:: Prompt ::
Word for word, quote all of the material, omitting the pictures.

---------- Recorded information ----------

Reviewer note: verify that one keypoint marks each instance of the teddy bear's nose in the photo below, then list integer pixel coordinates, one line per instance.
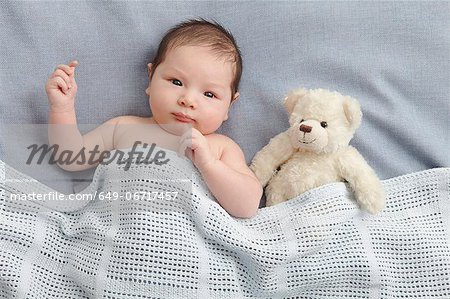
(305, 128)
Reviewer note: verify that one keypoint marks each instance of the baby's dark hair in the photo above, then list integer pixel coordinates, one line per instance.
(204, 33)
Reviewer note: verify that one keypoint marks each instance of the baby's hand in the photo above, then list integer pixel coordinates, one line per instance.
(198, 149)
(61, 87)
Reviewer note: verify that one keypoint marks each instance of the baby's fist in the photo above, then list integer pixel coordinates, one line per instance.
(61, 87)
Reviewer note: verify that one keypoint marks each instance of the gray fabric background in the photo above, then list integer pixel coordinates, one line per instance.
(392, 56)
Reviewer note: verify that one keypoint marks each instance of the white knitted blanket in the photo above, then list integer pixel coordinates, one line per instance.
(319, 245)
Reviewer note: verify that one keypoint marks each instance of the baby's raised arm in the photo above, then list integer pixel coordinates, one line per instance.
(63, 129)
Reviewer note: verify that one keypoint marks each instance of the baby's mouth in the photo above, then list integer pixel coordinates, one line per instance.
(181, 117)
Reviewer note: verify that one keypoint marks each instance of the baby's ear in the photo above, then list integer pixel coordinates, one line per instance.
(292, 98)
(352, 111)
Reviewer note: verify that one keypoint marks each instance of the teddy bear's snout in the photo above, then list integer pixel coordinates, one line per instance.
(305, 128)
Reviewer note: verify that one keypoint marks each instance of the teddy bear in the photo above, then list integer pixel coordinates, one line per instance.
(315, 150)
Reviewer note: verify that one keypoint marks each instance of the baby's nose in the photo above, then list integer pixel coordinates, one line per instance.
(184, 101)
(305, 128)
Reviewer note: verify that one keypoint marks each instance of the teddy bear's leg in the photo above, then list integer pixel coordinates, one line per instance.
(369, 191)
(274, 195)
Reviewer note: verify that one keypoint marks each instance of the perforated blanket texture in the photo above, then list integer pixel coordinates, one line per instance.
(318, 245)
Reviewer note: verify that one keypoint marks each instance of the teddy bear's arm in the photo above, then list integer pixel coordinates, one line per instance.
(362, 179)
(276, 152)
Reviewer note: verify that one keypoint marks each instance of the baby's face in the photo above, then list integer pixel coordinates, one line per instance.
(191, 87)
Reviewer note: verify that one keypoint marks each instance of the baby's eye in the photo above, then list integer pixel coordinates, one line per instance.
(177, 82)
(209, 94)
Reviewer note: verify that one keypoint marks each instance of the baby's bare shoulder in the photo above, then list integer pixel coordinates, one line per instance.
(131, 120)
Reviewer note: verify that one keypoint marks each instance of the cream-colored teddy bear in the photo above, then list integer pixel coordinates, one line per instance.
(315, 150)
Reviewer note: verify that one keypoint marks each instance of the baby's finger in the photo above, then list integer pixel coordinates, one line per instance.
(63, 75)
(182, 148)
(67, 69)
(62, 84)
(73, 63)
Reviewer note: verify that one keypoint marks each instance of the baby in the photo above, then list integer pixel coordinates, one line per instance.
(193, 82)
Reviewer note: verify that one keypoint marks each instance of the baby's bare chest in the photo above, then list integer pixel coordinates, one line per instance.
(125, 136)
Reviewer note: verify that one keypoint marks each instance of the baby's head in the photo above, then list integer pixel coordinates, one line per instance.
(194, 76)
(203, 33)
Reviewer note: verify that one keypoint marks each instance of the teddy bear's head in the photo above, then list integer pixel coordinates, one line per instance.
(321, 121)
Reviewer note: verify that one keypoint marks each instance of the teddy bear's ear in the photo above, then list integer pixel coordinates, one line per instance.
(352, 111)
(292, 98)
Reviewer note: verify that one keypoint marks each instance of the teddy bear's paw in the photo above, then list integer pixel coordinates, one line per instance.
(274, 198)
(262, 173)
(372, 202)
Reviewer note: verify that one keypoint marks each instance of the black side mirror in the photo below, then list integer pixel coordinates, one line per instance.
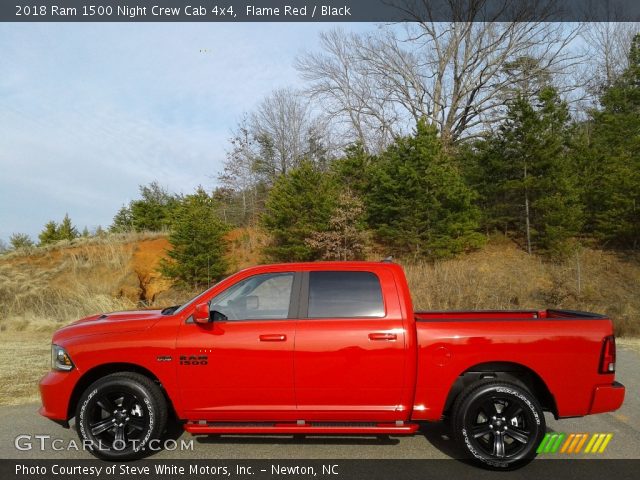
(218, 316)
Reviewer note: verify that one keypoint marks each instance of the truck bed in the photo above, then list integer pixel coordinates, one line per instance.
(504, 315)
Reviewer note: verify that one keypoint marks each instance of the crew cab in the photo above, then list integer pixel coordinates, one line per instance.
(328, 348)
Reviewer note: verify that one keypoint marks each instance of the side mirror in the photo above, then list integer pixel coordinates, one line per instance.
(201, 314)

----------

:: Finished task ::
Reviewer note: verify that one keypoint marks each instance of the teddy bear's nose in the photo below, then list integer pixel coordinates, one line per instance.
(305, 128)
Reviewer note: verify that one keypoint marks each instance of the baby's dark hair in the photo above, then list integer pixel coordinates, one line per instance.
(204, 33)
Reviewer note: verify that one keypoint marks each instance of the baby's hand in the photo above, then list integer pixel coordinates, one line per instance.
(198, 149)
(61, 87)
Reviewer note: verify that one keypoint marks each instance of the baby's fist in the photo above, then list integer pixel coordinates, one line per instance.
(61, 87)
Reviewer note: verify that one keypoint marks each instance of the gray fabric background in the photo above, then list integer pixel coordinates, one line per instance.
(392, 56)
Reviewer note: verify that one keypoint marks each instance of the white knitted blanket in the photo above, then list integer pixel coordinates, one line per instance.
(319, 245)
Reviewer note: verify that one keypoint marks each instance of the baby's raised arm in the photo above, then list integer pixel coordinates, one line per instance.
(63, 129)
Reviewer note: verify that one keypoint marks each instance of the baby's mouth in the photo above, then list integer pixel coordinates, one line per instance.
(181, 117)
Reviewer note: verify that one keypoint marks each instance of the baby's ear in the photo above, then list integer pixel coordinates, one line per instance.
(292, 98)
(352, 111)
Reviewer note: verify that one keypoint marks each instance of the teddy bear's snout in the photo above, then list integer pixel coordinates, one line per instance.
(305, 128)
Reviewer note: verify that one keypoint marks each instance of the teddy bear in the photo above, then list integer pixel coordinates, one line per instance.
(315, 150)
Reviewer note: verify that one keypoint marks each instance of the baby's nose in the photo above, then list integer pixel coordinates, one line per instance.
(184, 101)
(305, 128)
Reviewer note: verify that one keypoint marks each instance of the teddy bear's leg in the photo above, then list integer pixel coordinates, one line per instance.
(369, 191)
(274, 195)
Reviewer note: verify that one keypoint marks each instance of the perforated blanket texture in the photo above, then list integer pixel coordinates, one line per instance.
(318, 245)
Reviewer note: verify that one keypoint marks each instance of the teddy bear's arm in the photo above, then list integer pixel coordinates, one line per instance.
(362, 179)
(276, 152)
Reviewer note: verify that one keypoint marks each instance of the baby's face in the photo above, then list integer pixel coordinates, one line per instance.
(191, 87)
Reviewer note: verify that one keypoint marks each instance of the baby's eye in the photo above, then list integer pixel coordinates, one line per instance.
(177, 82)
(209, 94)
Reviewer note: verify that one keypoint marks each instance of the baby's bare shoulder in the photo above, then list integer pixel coordinates, one line per instance.
(131, 120)
Reviewer note: verify that one keypoint marks each instance of the cream-colored teddy bear in the photo above, then list integer pixel coordinates, one line per instance.
(315, 150)
Reviewer note: verify that one keypoint marks each instance of the baby's finger in the photo above, then list integer pixel coordinates, one line per instance.
(63, 75)
(182, 148)
(67, 69)
(62, 84)
(73, 63)
Reviewer note: verify that one keypoint marks each instance of the baby in the photo above, then list integer pixel coordinates, one line per instance.
(193, 82)
Reviewer note: verify that one keypoint marks each instance of the baby's bare chest in the photo above, then list integer pixel coordinates, one line per instance.
(125, 136)
Reviewer note: verify that one keypoint marks each instance of the baby's head in the photo above, then list integer pixel coordinates, one line per instance.
(194, 76)
(203, 33)
Reviewer note: verify that one keypoint marks each instance of the teddy bear's head in the photo above, then list integer pixel coordinates, one line per instance.
(321, 121)
Reviewer note: verify that one keypoint marks each instance of the teddy bear's ear in the photo above, then list integer pixel coordinates, one line per instance.
(352, 111)
(292, 98)
Reviewer note: verify that one keypoint marks each instance of the teddy bear's paw in the photo above, then list integer pixel coordinates, one line per instance.
(274, 198)
(262, 173)
(372, 202)
Reviewer note: verify that one keypoint marks each instance of the black side mirror in the photo below, then list integer pixel coordinates, one line per instance.
(218, 316)
Reviewer note: verify that one keypoint marks each instance of the truck bed in the photo above, then list integer pixel coordinates, one line per instance.
(504, 315)
Reviewer note: verify that one keypoint marks each instance of the crew cab in the photo above, then list integer pixel coordinates, one line per instance.
(328, 348)
Reviewer note: verify that one keypoint marks each instance of the side mirror in the photo above, then list integer pixel coordinates, one line per instance.
(201, 314)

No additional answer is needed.